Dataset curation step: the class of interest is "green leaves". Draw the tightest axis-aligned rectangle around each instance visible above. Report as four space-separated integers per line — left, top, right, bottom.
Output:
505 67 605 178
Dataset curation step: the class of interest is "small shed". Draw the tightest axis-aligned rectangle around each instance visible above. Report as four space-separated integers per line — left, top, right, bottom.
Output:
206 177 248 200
☆ ☆ ☆
**Exercise details**.
Give back each record exactly, from the first line through the last.

**Task solution**.
Dataset curation step: the class of interest is "green leaves". Draw the tightest axis-aligned rectangle around each instance visible above. Report as four space-separated integers per line — left, top, right, bottom.
Output:
505 67 605 178
Dataset curation step: the class of interest is "small shed". Draw the tightest axis-aligned rectangle around each instance visible above. Report as four space-separated integers per line — left, top, right, bottom.
Output:
206 177 248 200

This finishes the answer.